Exercise goal:
Rewrite the lines below as a numbered list, skipping any blank lines and leaving out the pictures.

%%

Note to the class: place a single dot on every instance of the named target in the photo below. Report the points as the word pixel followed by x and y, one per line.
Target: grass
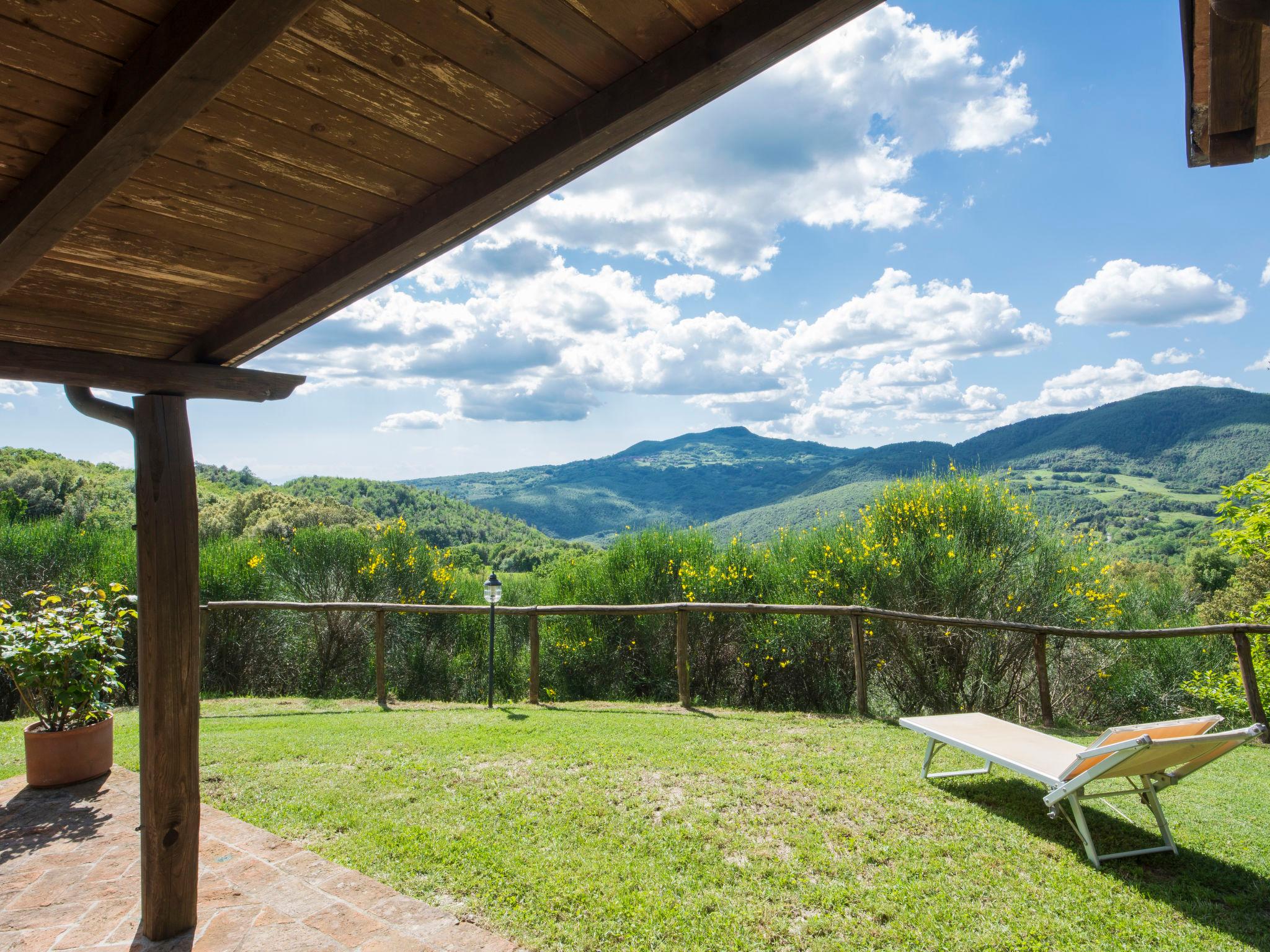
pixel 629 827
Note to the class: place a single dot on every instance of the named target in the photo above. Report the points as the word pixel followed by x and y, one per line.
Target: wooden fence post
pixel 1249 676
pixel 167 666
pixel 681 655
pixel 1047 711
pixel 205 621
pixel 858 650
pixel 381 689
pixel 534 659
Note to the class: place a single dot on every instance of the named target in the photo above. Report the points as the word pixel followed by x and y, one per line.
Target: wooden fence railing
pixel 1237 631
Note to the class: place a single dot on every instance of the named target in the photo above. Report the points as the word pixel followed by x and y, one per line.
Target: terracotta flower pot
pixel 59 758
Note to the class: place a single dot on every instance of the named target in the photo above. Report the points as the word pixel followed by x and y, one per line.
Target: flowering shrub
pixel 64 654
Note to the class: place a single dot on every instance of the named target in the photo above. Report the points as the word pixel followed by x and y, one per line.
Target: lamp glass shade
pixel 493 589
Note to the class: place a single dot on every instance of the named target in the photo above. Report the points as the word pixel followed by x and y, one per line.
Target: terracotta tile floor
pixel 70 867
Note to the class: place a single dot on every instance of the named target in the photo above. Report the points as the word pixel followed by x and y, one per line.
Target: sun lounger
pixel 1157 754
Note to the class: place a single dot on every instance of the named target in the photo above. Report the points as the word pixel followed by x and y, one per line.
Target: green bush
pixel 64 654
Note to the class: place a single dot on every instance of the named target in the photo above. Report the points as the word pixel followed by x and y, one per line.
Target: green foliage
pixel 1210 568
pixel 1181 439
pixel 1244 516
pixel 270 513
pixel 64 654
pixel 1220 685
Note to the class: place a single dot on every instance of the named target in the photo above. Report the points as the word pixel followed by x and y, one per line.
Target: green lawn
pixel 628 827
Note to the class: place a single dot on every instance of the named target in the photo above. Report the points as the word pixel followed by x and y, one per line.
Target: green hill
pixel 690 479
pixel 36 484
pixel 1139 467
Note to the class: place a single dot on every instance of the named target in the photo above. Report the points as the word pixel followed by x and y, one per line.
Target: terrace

%%

Result:
1. Note to the class: place a single dot on every instance of the named target in the photo below. Report the points as the word pixel followed by x and y, one per line.
2. Target: grass
3. pixel 629 827
4. Note to the class: place a single dot on every instance of the named target in the photo above. Report the points as the word pixel followed by x and y, one per line.
5. Target: wooden fence post
6. pixel 1249 676
7. pixel 167 666
8. pixel 681 655
9. pixel 1047 711
10. pixel 205 621
11. pixel 858 650
12. pixel 381 689
13. pixel 534 659
14. Note to the class: place a single dot on every instance of the named target in the photo above. Report the points as the word pixel followed by x and y, one per line.
15. Target: wooden fence railing
16. pixel 1237 631
17. Note to the class: place a single dot on every instance of the named target in the photo above. Report the points as the word pixel followed by x and y, one per line.
18. Target: terracotta flower pot
19. pixel 59 758
20. Note to the class: place a single dot on every instance of the named target in the photo above. Report the points as the word pixel followed by x and y, one per line.
21. Target: flowering shrub
22. pixel 64 654
23. Note to the class: place a single dot on every instance of the named target in the photo above. Report the points as the word pixel followed by x and y, one per line.
24. Target: lamp glass shade
25. pixel 493 589
26. Note to the class: place a single dot on every instance of the named target in the photo above. Report the points as the word pixel followed by x and y, one per line.
27. Target: terracotta tile floor
28. pixel 70 867
29. Note to the class: place a single dot on every instance of the named target in the photo above. Report the points as the word pixel followed by x and y, one per line.
30. Target: sun lounger
31. pixel 1157 754
32. Note to the class: place a single dot on every instance of the named target in the photo above. Report the points as the word pixel followed by x and y, one per line.
33. Target: green bush
34. pixel 64 654
35. Note to the class: place a single dot on every instance of the named target in the photo above. Report the points as the word pixel followed by x and y, one per line.
36. Target: green foliage
37. pixel 1210 568
38. pixel 1181 439
39. pixel 1244 516
40. pixel 270 513
41. pixel 64 654
42. pixel 1220 685
43. Note to the class: place a single dot on every instance of the named target in the photo above. Report the points as the word pixel followed by x and y, one per line.
44. Target: green lawn
45. pixel 628 827
46. Note to the class: place a single dot on every instance of the named target in the photo above. Report the points as the word pixel followed by x and y, one per line.
47. Target: green hill
48. pixel 690 479
49. pixel 36 484
50. pixel 1139 467
51. Note to the class: place a single dot on every instance of the named target in the photo above. Report the points as the word pixel followed by x and y, one per line.
52. Target: terrace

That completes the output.